*SOURCE TEXT*:
* * * * * * *

Sweet’s current band (which includes neither musician—Quine died in 2004) is touring to celebrate Girlfriend’s 20th anniversary. Sweet, 47, plays the Birchmere on Wednesday night. We reached him by phone as his tour van was pulling into Chicago to talk about how he manages his most celebrated album’s legacy without neglecting his more recent music.

You’ve just released a new album,
Modern Art , but on your current tour you’re playing your 1991 album, Girlfriend, in sequence in its entirety. How did the decision to tour on that premise come about?
It was my idea. I realized it was going to be 20 years and I thought, Shouldn’t we do something? I suggested we play the whole album. Once we got into rehearsing for it, I was like, “What was I thinking?” But we got through the physical part of learning it all, and now it’s going really well. People seem to really enjoy hearing it.

Are there any particular songs that have felt especially good to get reacquainted with on this tour?
Yeah, a few. I really like playing “I Thought I Knew You.” And I really like saving “Nothing Lasts” for the very last song from the record. “I Wanted to Tell You” has become kind of a favorite.

It must be difficult to build a show around
Girlfriend without making the new album you released seem like an afterthought. How do you approach that?
Well, it’s hard to do, because Girlfriend is a lot. It’s 15 songs. So we’ve only been playing a couple of songs off Modern Art. That’s just what we have to do be able to play all of Girlfriend right now. I imagine we’ll play more of [ Modern Art] in the future. We still hit on “Sick of Myself,” “We’re the Same,” and a couple of other favorite songs.

From
100% Fun , the follow-up to Girlfriend .
Right. And we play “Time Capsule” off of Altered Beast.

* * * * * * *

*Entries from a dataset*:
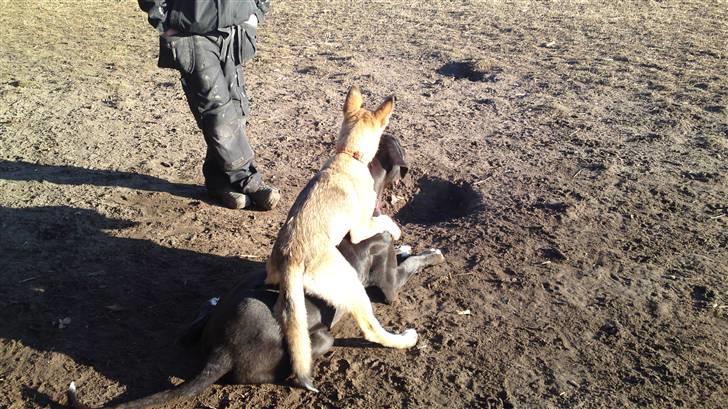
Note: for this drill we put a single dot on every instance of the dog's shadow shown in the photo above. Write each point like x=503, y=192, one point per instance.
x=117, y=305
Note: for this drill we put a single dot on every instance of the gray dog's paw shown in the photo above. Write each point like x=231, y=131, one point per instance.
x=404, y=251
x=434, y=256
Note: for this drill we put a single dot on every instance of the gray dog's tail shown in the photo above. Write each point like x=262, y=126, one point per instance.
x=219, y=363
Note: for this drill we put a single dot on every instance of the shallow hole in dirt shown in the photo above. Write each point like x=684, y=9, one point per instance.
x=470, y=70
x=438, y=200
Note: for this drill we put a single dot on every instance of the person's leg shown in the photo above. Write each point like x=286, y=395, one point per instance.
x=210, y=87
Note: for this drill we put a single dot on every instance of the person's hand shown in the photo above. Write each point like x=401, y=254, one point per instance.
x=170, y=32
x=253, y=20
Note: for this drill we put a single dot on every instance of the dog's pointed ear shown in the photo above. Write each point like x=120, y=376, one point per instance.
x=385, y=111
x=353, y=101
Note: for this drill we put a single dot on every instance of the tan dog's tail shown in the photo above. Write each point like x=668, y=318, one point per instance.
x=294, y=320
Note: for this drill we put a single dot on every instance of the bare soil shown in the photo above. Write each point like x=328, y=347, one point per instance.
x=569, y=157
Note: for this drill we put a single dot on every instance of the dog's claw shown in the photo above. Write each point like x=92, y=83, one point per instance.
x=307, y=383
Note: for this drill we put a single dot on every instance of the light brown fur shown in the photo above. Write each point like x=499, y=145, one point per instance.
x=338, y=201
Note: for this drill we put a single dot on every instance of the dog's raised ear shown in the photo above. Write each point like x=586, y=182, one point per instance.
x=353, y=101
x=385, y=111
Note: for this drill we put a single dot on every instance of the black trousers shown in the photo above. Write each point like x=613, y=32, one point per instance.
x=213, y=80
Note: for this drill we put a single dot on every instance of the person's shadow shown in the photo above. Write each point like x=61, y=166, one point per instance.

* * * * * * *

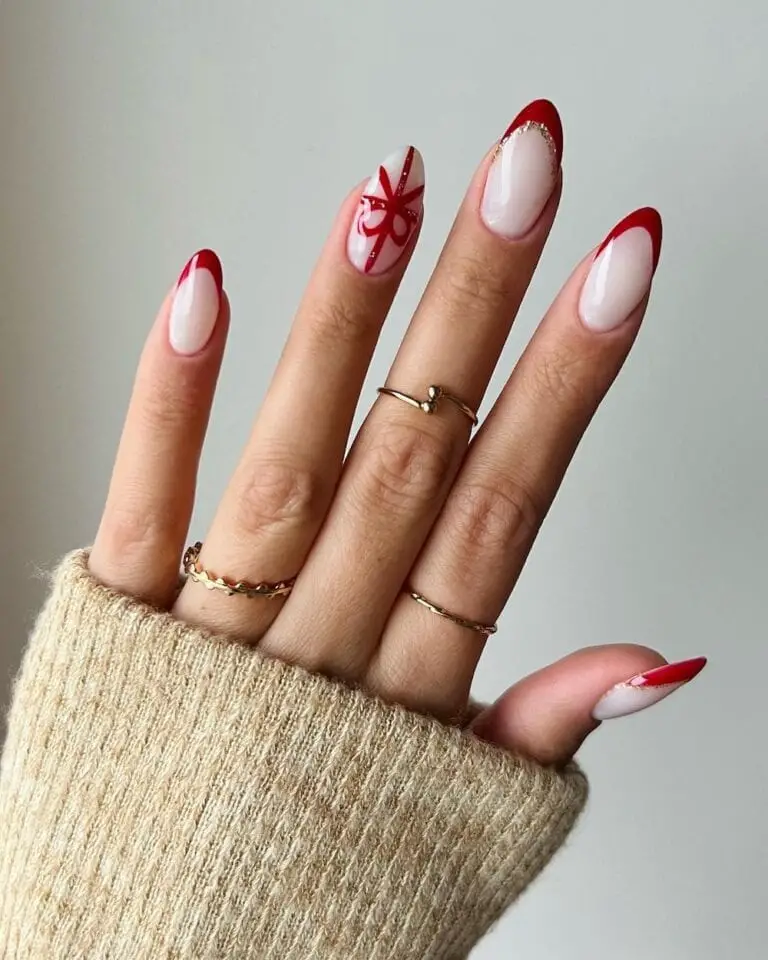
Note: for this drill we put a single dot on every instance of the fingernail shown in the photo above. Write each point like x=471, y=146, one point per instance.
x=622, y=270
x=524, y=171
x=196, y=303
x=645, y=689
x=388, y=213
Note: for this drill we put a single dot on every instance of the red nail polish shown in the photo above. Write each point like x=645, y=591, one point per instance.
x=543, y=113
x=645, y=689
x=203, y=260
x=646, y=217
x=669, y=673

* * * * * * *

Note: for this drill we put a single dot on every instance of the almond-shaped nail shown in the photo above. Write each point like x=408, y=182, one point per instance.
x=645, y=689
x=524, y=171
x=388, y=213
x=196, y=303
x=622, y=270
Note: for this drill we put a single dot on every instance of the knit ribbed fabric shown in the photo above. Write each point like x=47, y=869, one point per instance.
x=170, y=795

* * * * * * *

*EXERCISE DIRECTIONS*: Rewrite the Sweet interview passage that begins at "You’ve just released" and stops after "premise come about?", substituting "concept" for "premise".

*RESPONSE TO THE EXERCISE*:
You’ve just released a new album,
Modern Art , but on your current tour you’re playing your 1991 album, Girlfriend, in sequence in its entirety. How did the decision to tour on that concept come about?